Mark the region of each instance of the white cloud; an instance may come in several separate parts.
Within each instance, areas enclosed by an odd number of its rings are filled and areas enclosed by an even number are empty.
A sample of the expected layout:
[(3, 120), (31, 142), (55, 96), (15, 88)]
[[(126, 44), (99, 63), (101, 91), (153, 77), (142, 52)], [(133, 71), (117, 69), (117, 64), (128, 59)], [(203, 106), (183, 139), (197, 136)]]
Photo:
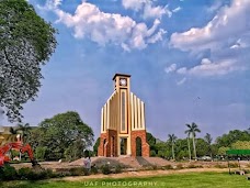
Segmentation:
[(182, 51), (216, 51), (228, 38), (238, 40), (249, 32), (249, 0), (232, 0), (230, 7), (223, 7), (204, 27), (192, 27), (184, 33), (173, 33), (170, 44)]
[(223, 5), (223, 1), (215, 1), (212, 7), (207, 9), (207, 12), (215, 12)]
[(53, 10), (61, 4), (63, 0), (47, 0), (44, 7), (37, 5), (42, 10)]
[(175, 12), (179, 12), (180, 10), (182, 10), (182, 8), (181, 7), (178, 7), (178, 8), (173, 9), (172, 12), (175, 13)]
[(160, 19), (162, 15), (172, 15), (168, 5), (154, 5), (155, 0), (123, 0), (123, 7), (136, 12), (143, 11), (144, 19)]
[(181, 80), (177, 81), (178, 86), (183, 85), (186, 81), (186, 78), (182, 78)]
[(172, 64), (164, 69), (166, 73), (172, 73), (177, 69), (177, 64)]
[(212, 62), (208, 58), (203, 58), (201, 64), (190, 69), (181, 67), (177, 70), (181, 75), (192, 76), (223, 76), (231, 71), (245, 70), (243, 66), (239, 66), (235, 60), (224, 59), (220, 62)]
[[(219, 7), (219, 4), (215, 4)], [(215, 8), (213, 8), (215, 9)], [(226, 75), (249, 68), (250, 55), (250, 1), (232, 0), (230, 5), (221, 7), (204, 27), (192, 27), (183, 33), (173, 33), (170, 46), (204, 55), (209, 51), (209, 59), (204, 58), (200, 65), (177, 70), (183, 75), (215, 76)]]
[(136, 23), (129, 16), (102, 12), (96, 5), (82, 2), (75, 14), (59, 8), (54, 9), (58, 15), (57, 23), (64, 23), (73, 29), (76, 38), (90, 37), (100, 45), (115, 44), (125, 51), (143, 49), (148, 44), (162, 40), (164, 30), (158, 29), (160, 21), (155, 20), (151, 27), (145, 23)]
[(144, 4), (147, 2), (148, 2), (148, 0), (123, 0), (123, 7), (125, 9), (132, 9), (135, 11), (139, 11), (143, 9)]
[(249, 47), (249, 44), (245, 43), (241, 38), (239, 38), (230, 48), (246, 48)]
—————
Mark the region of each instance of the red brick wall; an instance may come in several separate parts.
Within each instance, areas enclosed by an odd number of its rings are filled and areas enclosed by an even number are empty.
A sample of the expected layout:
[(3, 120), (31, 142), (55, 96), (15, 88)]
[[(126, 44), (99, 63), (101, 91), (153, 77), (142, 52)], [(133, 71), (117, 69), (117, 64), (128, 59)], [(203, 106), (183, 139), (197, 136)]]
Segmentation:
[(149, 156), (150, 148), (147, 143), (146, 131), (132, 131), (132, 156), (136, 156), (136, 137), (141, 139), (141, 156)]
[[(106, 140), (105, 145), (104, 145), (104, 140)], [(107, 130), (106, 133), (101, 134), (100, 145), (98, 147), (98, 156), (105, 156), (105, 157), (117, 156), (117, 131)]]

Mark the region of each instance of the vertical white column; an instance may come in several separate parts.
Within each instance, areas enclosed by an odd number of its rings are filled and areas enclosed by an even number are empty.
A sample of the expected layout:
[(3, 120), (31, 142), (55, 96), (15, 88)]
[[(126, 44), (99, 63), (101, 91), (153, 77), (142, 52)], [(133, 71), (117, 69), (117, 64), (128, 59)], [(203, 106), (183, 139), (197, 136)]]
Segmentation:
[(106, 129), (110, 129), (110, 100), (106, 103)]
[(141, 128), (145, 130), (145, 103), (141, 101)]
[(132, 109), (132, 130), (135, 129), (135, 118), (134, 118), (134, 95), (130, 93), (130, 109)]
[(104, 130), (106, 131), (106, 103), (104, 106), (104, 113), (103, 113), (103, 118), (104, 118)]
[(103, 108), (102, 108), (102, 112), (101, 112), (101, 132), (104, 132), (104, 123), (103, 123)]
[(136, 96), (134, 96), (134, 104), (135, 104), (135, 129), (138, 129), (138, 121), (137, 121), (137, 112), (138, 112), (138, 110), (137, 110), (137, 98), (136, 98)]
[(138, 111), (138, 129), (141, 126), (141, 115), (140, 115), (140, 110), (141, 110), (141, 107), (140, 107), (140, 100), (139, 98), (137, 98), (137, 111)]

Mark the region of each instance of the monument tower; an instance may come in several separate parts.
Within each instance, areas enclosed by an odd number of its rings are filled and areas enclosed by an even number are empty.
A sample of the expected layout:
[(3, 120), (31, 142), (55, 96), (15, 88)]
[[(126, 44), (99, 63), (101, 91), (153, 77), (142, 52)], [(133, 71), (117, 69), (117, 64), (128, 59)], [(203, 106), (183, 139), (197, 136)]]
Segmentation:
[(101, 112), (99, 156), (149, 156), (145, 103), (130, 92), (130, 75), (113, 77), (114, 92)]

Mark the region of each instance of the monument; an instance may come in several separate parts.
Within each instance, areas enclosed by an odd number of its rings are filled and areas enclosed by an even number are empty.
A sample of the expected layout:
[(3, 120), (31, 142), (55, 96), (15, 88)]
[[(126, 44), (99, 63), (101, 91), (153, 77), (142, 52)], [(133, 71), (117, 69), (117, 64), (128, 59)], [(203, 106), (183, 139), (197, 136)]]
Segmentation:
—————
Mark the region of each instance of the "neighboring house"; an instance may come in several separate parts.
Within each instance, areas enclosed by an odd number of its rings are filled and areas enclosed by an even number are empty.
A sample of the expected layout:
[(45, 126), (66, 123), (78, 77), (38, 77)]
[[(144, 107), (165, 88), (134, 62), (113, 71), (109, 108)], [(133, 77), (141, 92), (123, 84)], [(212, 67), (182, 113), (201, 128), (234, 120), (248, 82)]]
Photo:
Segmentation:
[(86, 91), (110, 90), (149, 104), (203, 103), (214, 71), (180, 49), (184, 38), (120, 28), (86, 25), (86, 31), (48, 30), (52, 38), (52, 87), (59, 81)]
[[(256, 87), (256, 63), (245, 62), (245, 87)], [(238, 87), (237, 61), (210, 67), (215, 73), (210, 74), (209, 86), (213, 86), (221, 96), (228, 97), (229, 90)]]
—————
Your task → Retype the listing from the line with "Mark the region of each instance of the red" to the line with "98), (137, 111)]", both lines included, keeping every character unchanged.

Complete response →
Mark the region of each instance of the red brick wall; an instance may come in several separate parts.
Within each instance, areas enclosed by an odd number of its rings are filled and areas enclosed by an even number are empty.
A sample of the expected layout:
[(3, 120), (31, 142), (55, 96), (15, 88)]
[[(126, 44), (99, 63), (101, 91), (153, 77), (142, 52)], [(133, 71), (117, 69), (117, 64), (128, 59)], [(203, 106), (183, 139), (197, 136)]]
Segmentation:
[(149, 156), (150, 148), (147, 143), (146, 131), (132, 131), (132, 156), (136, 156), (136, 137), (141, 139), (141, 156)]
[[(106, 140), (105, 145), (104, 145), (104, 140)], [(107, 130), (106, 133), (101, 134), (100, 145), (98, 147), (98, 156), (105, 156), (105, 157), (117, 156), (117, 131)]]

Mark the region of each instance of the vertical white column; an instance may come in several separate parts.
Within each instance, areas enclosed by an odd number of its rings are filled and areas enclosed by an even number are empty.
A sample of the expected layout:
[(3, 120), (31, 142), (55, 96), (15, 88)]
[[(126, 44), (99, 63), (101, 91), (153, 77), (142, 52)], [(133, 71), (117, 69), (117, 64), (128, 59)], [(203, 106), (183, 139), (197, 136)]]
Segmentation:
[(106, 129), (110, 129), (110, 100), (106, 103)]
[(141, 128), (145, 130), (145, 103), (141, 101)]
[(132, 109), (132, 130), (135, 129), (135, 118), (134, 118), (134, 95), (130, 93), (130, 109)]
[(104, 130), (106, 131), (106, 103), (104, 106), (104, 113), (103, 113), (103, 118), (104, 118)]
[(103, 108), (102, 108), (102, 112), (101, 112), (101, 132), (104, 132), (104, 123), (103, 123)]
[(136, 96), (134, 96), (134, 104), (135, 104), (135, 129), (138, 129), (138, 121), (137, 121), (137, 112), (138, 112), (138, 110), (137, 110), (137, 98), (136, 98)]
[(138, 111), (138, 129), (141, 126), (141, 115), (140, 115), (140, 110), (141, 110), (141, 107), (140, 107), (140, 100), (139, 98), (137, 98), (137, 111)]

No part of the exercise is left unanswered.